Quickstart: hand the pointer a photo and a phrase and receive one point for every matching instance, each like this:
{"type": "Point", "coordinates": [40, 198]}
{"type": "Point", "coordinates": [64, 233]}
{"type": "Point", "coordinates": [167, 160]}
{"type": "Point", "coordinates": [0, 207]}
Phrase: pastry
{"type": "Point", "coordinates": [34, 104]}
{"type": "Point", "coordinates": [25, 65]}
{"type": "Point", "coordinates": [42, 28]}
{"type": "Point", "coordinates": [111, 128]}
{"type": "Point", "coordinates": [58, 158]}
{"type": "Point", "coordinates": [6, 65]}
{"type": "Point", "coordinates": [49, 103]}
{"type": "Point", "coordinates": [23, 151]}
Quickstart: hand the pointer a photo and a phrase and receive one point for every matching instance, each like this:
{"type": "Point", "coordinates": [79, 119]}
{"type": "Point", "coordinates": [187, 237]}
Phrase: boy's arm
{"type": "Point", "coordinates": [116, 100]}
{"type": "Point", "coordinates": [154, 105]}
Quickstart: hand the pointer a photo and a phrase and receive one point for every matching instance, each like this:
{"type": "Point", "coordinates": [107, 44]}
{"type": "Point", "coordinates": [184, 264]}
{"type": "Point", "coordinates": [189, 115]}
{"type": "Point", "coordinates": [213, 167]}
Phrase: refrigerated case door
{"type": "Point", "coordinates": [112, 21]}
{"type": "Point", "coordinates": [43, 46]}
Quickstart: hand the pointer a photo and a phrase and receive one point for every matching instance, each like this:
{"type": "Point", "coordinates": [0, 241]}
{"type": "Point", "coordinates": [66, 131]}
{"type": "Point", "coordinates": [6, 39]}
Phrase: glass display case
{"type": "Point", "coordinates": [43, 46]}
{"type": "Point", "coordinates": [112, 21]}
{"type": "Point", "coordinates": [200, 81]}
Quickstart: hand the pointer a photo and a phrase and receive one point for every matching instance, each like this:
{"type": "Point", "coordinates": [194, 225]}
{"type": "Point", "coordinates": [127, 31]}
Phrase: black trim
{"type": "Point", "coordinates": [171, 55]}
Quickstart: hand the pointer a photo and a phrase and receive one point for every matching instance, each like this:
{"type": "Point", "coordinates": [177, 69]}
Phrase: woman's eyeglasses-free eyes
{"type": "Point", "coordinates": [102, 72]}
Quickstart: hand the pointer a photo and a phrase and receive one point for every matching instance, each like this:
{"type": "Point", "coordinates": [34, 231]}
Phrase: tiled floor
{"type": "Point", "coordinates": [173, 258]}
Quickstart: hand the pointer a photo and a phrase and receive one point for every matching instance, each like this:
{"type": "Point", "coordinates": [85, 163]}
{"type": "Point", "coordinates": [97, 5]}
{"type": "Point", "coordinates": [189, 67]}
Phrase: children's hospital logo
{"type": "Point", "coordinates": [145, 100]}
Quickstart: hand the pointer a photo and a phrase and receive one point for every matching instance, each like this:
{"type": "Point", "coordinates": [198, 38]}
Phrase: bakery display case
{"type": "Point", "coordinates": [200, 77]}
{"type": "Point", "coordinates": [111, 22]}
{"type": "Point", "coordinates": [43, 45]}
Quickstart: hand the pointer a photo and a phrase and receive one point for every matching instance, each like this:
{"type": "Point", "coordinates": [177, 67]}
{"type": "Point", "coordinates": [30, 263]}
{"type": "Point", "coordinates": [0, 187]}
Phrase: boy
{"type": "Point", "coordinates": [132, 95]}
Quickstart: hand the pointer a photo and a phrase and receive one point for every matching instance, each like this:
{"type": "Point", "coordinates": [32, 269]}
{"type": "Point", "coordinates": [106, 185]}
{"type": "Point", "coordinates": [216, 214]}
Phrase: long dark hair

### ASSIGNMENT
The whole block of data above should be printed again verbatim.

### RESPONSE BOX
Quickstart: hand the pointer a photo and a phrase and receive one point for every matching instance, each like this:
{"type": "Point", "coordinates": [40, 198]}
{"type": "Point", "coordinates": [64, 233]}
{"type": "Point", "coordinates": [167, 160]}
{"type": "Point", "coordinates": [0, 207]}
Phrase: pastry
{"type": "Point", "coordinates": [34, 104]}
{"type": "Point", "coordinates": [25, 65]}
{"type": "Point", "coordinates": [42, 28]}
{"type": "Point", "coordinates": [111, 128]}
{"type": "Point", "coordinates": [58, 158]}
{"type": "Point", "coordinates": [6, 65]}
{"type": "Point", "coordinates": [49, 103]}
{"type": "Point", "coordinates": [23, 151]}
Quickstart: hand the pointer a photo and a phrase and receive one point for every matching instance, each like this:
{"type": "Point", "coordinates": [79, 119]}
{"type": "Point", "coordinates": [187, 237]}
Phrase: boy's arm
{"type": "Point", "coordinates": [116, 100]}
{"type": "Point", "coordinates": [154, 105]}
Quickstart: hand the pointer a photo and a phrase and receive one point for every matching instance, each like this:
{"type": "Point", "coordinates": [107, 44]}
{"type": "Point", "coordinates": [184, 264]}
{"type": "Point", "coordinates": [189, 115]}
{"type": "Point", "coordinates": [213, 167]}
Phrase: refrigerated case door
{"type": "Point", "coordinates": [112, 21]}
{"type": "Point", "coordinates": [43, 46]}
Quickstart: hand the pointer a photo and a phrase and receive one point for every matching instance, each like this:
{"type": "Point", "coordinates": [0, 241]}
{"type": "Point", "coordinates": [66, 131]}
{"type": "Point", "coordinates": [6, 39]}
Phrase: glass display case
{"type": "Point", "coordinates": [43, 46]}
{"type": "Point", "coordinates": [112, 21]}
{"type": "Point", "coordinates": [200, 81]}
Quickstart: hand the pointer a photo and a phrase and receive one point for every matching instance, each like this:
{"type": "Point", "coordinates": [194, 225]}
{"type": "Point", "coordinates": [127, 31]}
Phrase: black trim
{"type": "Point", "coordinates": [171, 55]}
Quickstart: hand the pointer a photo and a phrase and receive one point for every matching instance, each like this:
{"type": "Point", "coordinates": [177, 69]}
Phrase: woman's eyeglasses-free eyes
{"type": "Point", "coordinates": [102, 72]}
Quickstart: hand the pointer a photo and a phrase and receive one point for every matching instance, each like this:
{"type": "Point", "coordinates": [34, 231]}
Phrase: tiled floor
{"type": "Point", "coordinates": [173, 258]}
Quickstart: hand the pointer a photo and a phrase and receive one point for every matching instance, each like this:
{"type": "Point", "coordinates": [85, 163]}
{"type": "Point", "coordinates": [97, 5]}
{"type": "Point", "coordinates": [189, 67]}
Phrase: children's hospital logo
{"type": "Point", "coordinates": [145, 100]}
Quickstart: hand the pointer a photo and a phrase and receive one point for every matching instance, each like this:
{"type": "Point", "coordinates": [198, 38]}
Phrase: bakery display case
{"type": "Point", "coordinates": [200, 77]}
{"type": "Point", "coordinates": [111, 22]}
{"type": "Point", "coordinates": [43, 45]}
Quickstart: hand the pointer a photo and a phrase and receive one point for every matching instance, each like this:
{"type": "Point", "coordinates": [177, 67]}
{"type": "Point", "coordinates": [30, 263]}
{"type": "Point", "coordinates": [0, 187]}
Phrase: boy
{"type": "Point", "coordinates": [132, 95]}
Quickstart: hand the pointer a photo and a phrase and receive one point for every matching instance, each like this:
{"type": "Point", "coordinates": [32, 269]}
{"type": "Point", "coordinates": [106, 185]}
{"type": "Point", "coordinates": [216, 214]}
Phrase: long dark hair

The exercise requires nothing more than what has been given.